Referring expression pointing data
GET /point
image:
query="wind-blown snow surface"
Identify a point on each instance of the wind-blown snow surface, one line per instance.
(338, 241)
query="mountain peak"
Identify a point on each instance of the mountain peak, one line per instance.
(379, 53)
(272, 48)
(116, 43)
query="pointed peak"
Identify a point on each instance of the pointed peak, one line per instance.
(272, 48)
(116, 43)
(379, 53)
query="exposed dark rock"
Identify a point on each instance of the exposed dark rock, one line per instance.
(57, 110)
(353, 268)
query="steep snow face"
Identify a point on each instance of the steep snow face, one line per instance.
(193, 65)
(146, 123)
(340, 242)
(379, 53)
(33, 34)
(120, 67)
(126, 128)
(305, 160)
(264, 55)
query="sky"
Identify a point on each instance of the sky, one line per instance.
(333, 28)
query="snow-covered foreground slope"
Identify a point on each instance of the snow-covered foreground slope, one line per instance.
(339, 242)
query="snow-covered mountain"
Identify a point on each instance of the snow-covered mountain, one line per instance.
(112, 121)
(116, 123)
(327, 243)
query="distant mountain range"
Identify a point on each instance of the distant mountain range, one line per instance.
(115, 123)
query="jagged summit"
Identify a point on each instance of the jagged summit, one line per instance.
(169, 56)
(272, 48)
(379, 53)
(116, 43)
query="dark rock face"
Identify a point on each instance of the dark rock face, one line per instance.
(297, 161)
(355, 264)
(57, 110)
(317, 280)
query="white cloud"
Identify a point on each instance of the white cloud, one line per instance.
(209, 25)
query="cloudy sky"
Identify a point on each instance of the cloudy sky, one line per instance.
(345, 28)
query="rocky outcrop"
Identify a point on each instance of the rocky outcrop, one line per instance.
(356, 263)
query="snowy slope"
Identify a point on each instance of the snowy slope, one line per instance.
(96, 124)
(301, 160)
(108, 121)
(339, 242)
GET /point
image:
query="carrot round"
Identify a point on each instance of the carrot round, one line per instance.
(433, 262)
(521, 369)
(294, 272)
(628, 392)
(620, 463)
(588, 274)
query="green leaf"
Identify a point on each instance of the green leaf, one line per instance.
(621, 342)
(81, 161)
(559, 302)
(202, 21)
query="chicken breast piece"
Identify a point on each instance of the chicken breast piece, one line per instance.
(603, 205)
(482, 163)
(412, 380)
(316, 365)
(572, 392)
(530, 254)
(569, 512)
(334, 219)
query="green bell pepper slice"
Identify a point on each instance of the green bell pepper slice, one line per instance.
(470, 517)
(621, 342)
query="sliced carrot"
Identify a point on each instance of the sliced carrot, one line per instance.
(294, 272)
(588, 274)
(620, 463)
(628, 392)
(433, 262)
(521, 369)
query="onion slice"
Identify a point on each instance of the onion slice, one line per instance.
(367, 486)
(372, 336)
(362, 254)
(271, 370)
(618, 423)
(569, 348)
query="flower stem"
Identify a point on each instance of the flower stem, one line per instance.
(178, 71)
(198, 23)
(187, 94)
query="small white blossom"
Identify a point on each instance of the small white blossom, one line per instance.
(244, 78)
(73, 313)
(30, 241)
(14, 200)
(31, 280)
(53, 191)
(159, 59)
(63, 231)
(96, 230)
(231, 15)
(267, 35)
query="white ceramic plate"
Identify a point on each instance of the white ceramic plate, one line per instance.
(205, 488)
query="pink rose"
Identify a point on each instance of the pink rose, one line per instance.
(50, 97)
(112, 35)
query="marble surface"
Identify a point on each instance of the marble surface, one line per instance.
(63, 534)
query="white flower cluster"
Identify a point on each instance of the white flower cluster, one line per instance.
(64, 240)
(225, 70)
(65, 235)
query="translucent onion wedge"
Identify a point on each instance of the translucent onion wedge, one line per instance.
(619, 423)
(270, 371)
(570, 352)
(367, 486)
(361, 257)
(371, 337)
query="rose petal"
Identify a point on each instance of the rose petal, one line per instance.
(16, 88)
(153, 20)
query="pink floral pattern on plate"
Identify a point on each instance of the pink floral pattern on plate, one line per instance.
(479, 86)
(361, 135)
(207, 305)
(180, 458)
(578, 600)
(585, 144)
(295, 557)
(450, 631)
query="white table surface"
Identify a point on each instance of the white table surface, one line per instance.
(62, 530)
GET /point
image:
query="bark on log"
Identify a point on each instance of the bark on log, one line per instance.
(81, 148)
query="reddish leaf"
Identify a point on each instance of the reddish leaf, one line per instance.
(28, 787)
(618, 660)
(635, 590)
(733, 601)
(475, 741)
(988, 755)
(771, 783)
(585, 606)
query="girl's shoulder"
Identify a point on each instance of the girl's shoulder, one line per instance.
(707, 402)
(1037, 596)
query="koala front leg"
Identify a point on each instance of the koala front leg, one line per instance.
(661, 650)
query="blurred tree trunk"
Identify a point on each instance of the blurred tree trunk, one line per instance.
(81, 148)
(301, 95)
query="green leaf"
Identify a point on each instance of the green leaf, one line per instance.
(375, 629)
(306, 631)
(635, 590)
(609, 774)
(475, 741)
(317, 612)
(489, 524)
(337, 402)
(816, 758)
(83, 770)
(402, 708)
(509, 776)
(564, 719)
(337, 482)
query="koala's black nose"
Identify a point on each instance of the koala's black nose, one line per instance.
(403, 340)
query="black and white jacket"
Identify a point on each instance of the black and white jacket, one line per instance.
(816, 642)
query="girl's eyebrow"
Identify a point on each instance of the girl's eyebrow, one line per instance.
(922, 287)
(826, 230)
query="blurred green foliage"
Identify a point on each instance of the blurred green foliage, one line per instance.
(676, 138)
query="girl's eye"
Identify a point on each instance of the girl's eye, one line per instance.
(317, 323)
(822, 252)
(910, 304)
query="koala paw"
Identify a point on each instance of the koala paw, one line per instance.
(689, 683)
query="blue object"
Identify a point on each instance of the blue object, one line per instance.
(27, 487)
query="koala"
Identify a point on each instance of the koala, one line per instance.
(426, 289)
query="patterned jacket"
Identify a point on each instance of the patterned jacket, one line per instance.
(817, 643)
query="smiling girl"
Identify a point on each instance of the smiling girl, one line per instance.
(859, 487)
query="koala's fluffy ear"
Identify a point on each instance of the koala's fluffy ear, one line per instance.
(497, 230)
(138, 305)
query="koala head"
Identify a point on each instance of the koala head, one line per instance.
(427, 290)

Task directions =
In this exercise, the data above is to be printed exactly.

The answer =
GET /point
image:
query="wind-blown snow surface"
Identify a point on each instance of the wind-blown snow surface, one line per instance.
(338, 241)
query="mountain peak"
Identify a point on each instance of the mountain peak, one line per instance.
(379, 53)
(272, 48)
(116, 43)
query="pointed peak"
Identify a point on each instance of the pointed peak, one line per instance.
(272, 48)
(116, 43)
(379, 53)
query="exposed dark rock"
Identify a point on each instance of the exposed dark rock, one line per instance.
(57, 110)
(353, 268)
query="steep snow face"
Identify a point on each instance of the steep snow face, one line per instance.
(193, 65)
(146, 123)
(340, 242)
(379, 53)
(33, 34)
(120, 67)
(126, 128)
(305, 160)
(264, 55)
query="sky"
Identify a point on each instance of the sky, one line per instance.
(333, 28)
query="snow-covered foreground slope"
Identify a point on each instance of the snow-covered foreground slope, one line per instance.
(339, 242)
query="snow-covered mountain"
Identify a point on each instance of the snow-covered mountain, one line per instance.
(112, 121)
(116, 123)
(327, 243)
query="distant mountain range"
Identify a point on each instance of the distant mountain range, one line per instance.
(115, 123)
query="jagged summit"
Identify a point on each instance of the jagged summit, one line per instance.
(169, 56)
(272, 48)
(379, 53)
(116, 43)
query="dark rock face"
Identify a point on each instance of the dark rock face, one line per instance.
(297, 161)
(355, 264)
(57, 110)
(317, 280)
query="white cloud"
Identify a point on each instance of the white cloud, one line per instance.
(209, 25)
query="cloudy sky"
Identify a point on each instance of the cloudy sky, one line per instance.
(345, 28)
query="rocky outcrop"
Identify a point on each instance of the rocky outcrop, one line per instance.
(356, 263)
query="snowy slope"
Identify a point on each instance of the snowy slope, one line per instance.
(96, 124)
(301, 160)
(108, 121)
(339, 242)
GET /point
image:
query="carrot round"
Identify a point on each instance of the carrot round, one line per instance.
(433, 262)
(521, 369)
(294, 272)
(628, 392)
(620, 463)
(588, 274)
query="green leaf"
Identify a point on each instance of the green leaf, one line per instance.
(621, 342)
(81, 161)
(559, 302)
(202, 21)
query="chicken breast piece"
Identify a point on each instance of the chicken breast piece, one line per instance.
(603, 205)
(482, 163)
(412, 380)
(316, 365)
(572, 392)
(530, 254)
(569, 512)
(334, 219)
query="green bell pepper slice"
Identify a point on each instance of the green bell pepper slice, one line per instance.
(470, 517)
(621, 342)
query="sliced carrot"
Identify a point on each instance of the sliced carrot, one line per instance.
(294, 272)
(588, 274)
(620, 463)
(628, 392)
(433, 262)
(521, 369)
query="onion slice"
Identify a point on each instance of the onion slice, one line per instance.
(367, 486)
(372, 336)
(362, 254)
(271, 370)
(618, 423)
(569, 348)
query="flower stem"
Identify a point on each instance of the flower stem, one line per instance.
(178, 71)
(198, 23)
(187, 94)
query="small white blossom"
Identify a point on each instance of the small white blossom, one line per instance.
(244, 78)
(73, 313)
(30, 241)
(14, 200)
(31, 280)
(53, 191)
(159, 59)
(63, 231)
(96, 230)
(231, 15)
(267, 35)
query="white ceramic plate"
Identify a point on each instance of the white ceramic plate, one line per instance.
(205, 488)
query="pink rose"
Identify a point on each instance of the pink rose, one line per instance.
(50, 97)
(112, 35)
query="marble surface"
Identify a point on each instance of the marble surface, one line per instance.
(63, 534)
query="white flower cluster"
Identify a point on each instance of the white flower cluster, one line per instance.
(64, 240)
(225, 70)
(65, 235)
query="translucent onion wedge"
Identify a point on each instance of the translucent onion wedge, one line per instance.
(619, 423)
(270, 371)
(570, 352)
(367, 486)
(361, 257)
(371, 337)
query="rose petal"
Identify a point on each instance of the rose petal, one line per instance.
(16, 88)
(153, 20)
query="pink floral pattern on plate"
Identify a point on each instance of the pink floral pattern on plate, one line per instance.
(479, 86)
(361, 135)
(207, 305)
(180, 458)
(578, 600)
(585, 144)
(295, 557)
(450, 631)
query="white table surface"
Identify a point on each instance of the white table surface, one line per instance.
(62, 530)
GET /point
image:
query="bark on log"
Identify a point on each instance of the bark on log, one line per instance.
(81, 148)
query="reddish leaf"
Identify a point on each instance of the reddish leaf, one line per instance.
(28, 787)
(618, 660)
(635, 590)
(733, 601)
(475, 741)
(988, 755)
(771, 783)
(585, 606)
query="girl's shoulder"
Identify a point on each instance of the girl's shoulder, one line per instance.
(707, 402)
(1037, 596)
query="koala front leg"
Identify a point on each instance of the koala front leg, one line per instance.
(661, 650)
query="blurred tree trunk"
Identify a point on each instance of the blurred tree trunk, one line per instance.
(81, 148)
(301, 95)
query="green leaf"
Identify a point on each instance of the green leaf, one line per instance.
(375, 629)
(306, 631)
(635, 590)
(609, 774)
(475, 741)
(317, 612)
(489, 524)
(337, 402)
(816, 758)
(83, 770)
(402, 708)
(509, 776)
(564, 719)
(337, 482)
query="koala's black nose"
Identify a point on each instance of the koala's black nose, one line per instance.
(403, 340)
query="black and white jacket"
Identify a point on each instance of the black and white jacket, one line per instance.
(816, 642)
query="girl's eyebrow"
Identify a point on each instance of the girl's eyebrow, one line per instance.
(922, 287)
(826, 230)
query="blurred green foliage"
Identify a point on each instance of the blurred green foliage, one line per instance.
(676, 138)
query="girl's eye"
Identify a point on each instance of the girl's eye, one line per instance.
(317, 323)
(822, 252)
(910, 304)
query="koala paw"
Identify a point on each instance of the koala paw, one line per instance.
(689, 683)
query="blue object"
Identify a point on each instance of the blue object, one line per instance.
(27, 487)
query="koala"
Identify a point on each instance of the koala, one line per instance.
(426, 289)
query="patterned jacket"
Identify a point on each instance of the patterned jacket, one line per instance.
(817, 643)
query="smiling girl"
Identify a point on each instance of the smiling girl, one line per instance.
(859, 487)
query="koala's fluffy ear"
Identify a point on each instance of the koala's fluffy ear, one line per instance.
(497, 230)
(138, 305)
query="koala head"
Identify a point on each instance of the koala head, one line per instance.
(427, 290)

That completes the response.